Short problem: Every line below must be reproduced exactly. Copy them all.

Material to process:
+ + +

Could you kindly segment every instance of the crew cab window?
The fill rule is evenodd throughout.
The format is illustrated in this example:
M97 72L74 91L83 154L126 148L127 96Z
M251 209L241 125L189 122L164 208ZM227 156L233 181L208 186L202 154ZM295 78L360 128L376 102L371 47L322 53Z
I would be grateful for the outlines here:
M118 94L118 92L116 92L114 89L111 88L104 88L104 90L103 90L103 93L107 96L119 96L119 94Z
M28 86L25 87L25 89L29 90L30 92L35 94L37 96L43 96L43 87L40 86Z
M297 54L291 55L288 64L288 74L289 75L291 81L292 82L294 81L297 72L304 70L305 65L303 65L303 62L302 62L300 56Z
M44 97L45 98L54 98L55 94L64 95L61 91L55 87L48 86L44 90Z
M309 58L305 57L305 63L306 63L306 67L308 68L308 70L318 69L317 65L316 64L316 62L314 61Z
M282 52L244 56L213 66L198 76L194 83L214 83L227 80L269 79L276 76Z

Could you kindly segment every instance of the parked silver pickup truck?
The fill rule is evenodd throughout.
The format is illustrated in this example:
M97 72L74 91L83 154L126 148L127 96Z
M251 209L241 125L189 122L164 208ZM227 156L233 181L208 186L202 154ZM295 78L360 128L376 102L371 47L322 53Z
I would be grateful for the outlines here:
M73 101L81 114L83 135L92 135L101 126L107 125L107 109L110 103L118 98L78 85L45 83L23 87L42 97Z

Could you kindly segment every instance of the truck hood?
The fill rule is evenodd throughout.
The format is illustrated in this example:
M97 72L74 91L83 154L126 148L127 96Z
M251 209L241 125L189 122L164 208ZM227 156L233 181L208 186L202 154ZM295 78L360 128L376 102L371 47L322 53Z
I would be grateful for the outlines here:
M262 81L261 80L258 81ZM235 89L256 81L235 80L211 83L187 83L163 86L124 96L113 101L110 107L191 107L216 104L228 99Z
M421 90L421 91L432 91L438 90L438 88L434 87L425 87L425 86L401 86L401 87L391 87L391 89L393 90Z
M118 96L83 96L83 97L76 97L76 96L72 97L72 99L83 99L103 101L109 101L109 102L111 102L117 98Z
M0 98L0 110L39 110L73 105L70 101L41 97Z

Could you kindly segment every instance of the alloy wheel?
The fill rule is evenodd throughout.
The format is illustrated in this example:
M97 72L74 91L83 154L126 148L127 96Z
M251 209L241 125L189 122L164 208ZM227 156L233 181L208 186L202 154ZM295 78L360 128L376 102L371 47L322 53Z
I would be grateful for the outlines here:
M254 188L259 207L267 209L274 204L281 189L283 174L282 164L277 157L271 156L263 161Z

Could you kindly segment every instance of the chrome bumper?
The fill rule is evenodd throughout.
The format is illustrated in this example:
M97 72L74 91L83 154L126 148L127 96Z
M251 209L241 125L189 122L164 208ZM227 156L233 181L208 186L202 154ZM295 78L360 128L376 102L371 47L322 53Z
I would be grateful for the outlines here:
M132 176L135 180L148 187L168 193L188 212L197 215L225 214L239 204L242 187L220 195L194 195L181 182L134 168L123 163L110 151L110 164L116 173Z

+ + +

Full response:
Could you kindly segment every instance of the crew cab window?
The fill rule is evenodd throughout.
The format is illustrated in this example:
M97 72L74 91L83 154L126 148L127 96Z
M251 209L241 125L189 122L164 208ZM227 156L233 181L208 186L202 154ZM295 78L360 128L376 102L371 47L322 53Z
I would be grateful for the outlines here:
M118 94L118 92L116 92L114 89L111 88L104 88L104 90L103 90L103 93L107 96L119 96L119 94Z
M28 86L25 87L25 89L29 90L30 92L35 94L37 96L43 96L43 87L40 86Z
M297 54L291 55L288 64L288 74L289 75L291 81L292 82L294 81L297 72L304 70L305 65L303 65L303 62L302 62L300 56Z
M44 97L45 98L54 98L55 94L64 95L61 91L55 87L48 86L44 90Z
M309 58L305 57L305 63L306 63L306 67L308 68L308 70L318 69L317 65L316 64L316 62L314 61Z
M282 52L244 56L213 66L198 76L194 83L214 83L227 80L269 79L276 76Z

Could you kindly segment every instance of the parked silver pickup truck?
The fill rule is evenodd throughout.
The format is illustrated in this example:
M97 72L74 91L83 154L126 148L127 96Z
M251 209L241 125L189 122L164 208ZM227 156L233 181L208 186L202 154ZM295 78L360 128L376 102L371 47L322 53Z
I would be grateful for the outlines here:
M73 101L81 114L83 135L92 135L101 126L107 125L107 109L110 103L118 98L78 85L45 83L23 87L42 97Z

Could you kindly segment every instance of the truck hood?
The fill rule is evenodd throughout.
The format is illustrated in this example:
M97 72L74 91L83 154L126 148L127 96Z
M251 209L241 125L189 122L164 208ZM227 156L233 181L208 186L202 154ZM295 78L360 128L376 102L371 47L322 53Z
I would be grateful for the outlines here:
M262 81L261 80L258 81ZM235 89L256 81L235 80L211 83L187 83L163 86L124 96L113 101L110 107L191 107L216 104L228 99Z
M421 90L421 91L432 91L438 90L438 88L434 87L425 87L425 86L401 86L401 87L391 87L391 89L393 90Z
M118 96L83 96L83 97L76 97L76 96L72 97L72 99L83 99L103 101L109 101L109 102L111 102L117 98Z
M0 98L0 110L39 110L73 105L70 101L41 97Z

Could you kindly segment every instance of the alloy wheel?
The fill rule is evenodd throughout.
The format is illustrated in this example:
M97 72L74 91L83 154L126 148L127 96Z
M251 209L241 125L189 122L164 208ZM227 156L233 181L208 186L202 154ZM295 78L360 128L376 102L371 47L322 53Z
I would be grateful for the outlines here:
M254 188L259 207L267 209L274 204L281 189L283 174L282 164L277 157L271 156L263 161Z

Could you kindly segment every instance of the chrome bumper?
The fill rule is evenodd throughout.
The format is illustrated in this example:
M97 72L74 91L83 154L126 148L127 96Z
M251 209L241 125L189 122L164 208ZM227 156L233 181L208 186L202 154ZM295 78L360 128L376 102L371 47L322 53Z
I would be grateful for the outlines here:
M132 176L135 180L148 187L168 193L188 212L197 215L225 214L239 204L242 187L220 195L194 195L181 182L134 168L123 163L110 151L110 164L116 173Z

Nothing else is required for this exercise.